> [Task statement] Present every line of the data below as a Markdown table with two columns, No. and Line, numbering the rows and leaving out blank lines.

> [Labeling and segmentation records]
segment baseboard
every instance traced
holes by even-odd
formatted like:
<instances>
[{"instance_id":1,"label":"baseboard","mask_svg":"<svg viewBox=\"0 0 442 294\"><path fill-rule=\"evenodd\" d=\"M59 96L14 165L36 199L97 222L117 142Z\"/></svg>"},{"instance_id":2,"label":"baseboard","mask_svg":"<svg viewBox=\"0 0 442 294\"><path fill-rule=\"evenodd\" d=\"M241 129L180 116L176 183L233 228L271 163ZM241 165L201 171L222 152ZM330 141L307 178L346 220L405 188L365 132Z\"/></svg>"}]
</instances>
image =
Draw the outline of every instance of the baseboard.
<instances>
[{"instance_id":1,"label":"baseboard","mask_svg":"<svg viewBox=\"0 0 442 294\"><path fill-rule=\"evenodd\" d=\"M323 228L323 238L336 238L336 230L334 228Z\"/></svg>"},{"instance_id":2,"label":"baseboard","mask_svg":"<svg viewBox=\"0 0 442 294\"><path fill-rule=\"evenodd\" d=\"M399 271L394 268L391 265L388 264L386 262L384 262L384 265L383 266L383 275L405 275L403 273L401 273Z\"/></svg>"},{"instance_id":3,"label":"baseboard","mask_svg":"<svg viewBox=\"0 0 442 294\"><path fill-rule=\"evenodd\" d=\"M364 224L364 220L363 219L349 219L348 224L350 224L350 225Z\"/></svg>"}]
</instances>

> [Answer to the exercise]
| No. | Line |
|---|---|
| 1 | segment baseboard |
| 2 | every instance traced |
| 3 | holes by even-odd |
| 4 | formatted like: |
| 5 | <instances> |
| 6 | [{"instance_id":1,"label":"baseboard","mask_svg":"<svg viewBox=\"0 0 442 294\"><path fill-rule=\"evenodd\" d=\"M59 96L14 165L36 199L97 222L117 142Z\"/></svg>"},{"instance_id":2,"label":"baseboard","mask_svg":"<svg viewBox=\"0 0 442 294\"><path fill-rule=\"evenodd\" d=\"M241 129L180 116L176 183L233 228L271 163ZM241 165L201 171L222 152ZM330 141L307 178L346 220L405 188L365 132Z\"/></svg>"}] |
| 7 | </instances> |
| 8 | image = |
| 9 | Draw the outline of every instance of the baseboard. |
| 10 | <instances> |
| 11 | [{"instance_id":1,"label":"baseboard","mask_svg":"<svg viewBox=\"0 0 442 294\"><path fill-rule=\"evenodd\" d=\"M323 228L323 238L336 238L336 230L334 228Z\"/></svg>"},{"instance_id":2,"label":"baseboard","mask_svg":"<svg viewBox=\"0 0 442 294\"><path fill-rule=\"evenodd\" d=\"M399 271L394 268L391 265L388 264L386 262L384 262L384 265L383 266L383 275L405 275L403 273L401 273Z\"/></svg>"},{"instance_id":3,"label":"baseboard","mask_svg":"<svg viewBox=\"0 0 442 294\"><path fill-rule=\"evenodd\" d=\"M364 224L364 220L363 219L349 219L348 224L350 224L350 225Z\"/></svg>"}] |
| 12 | </instances> |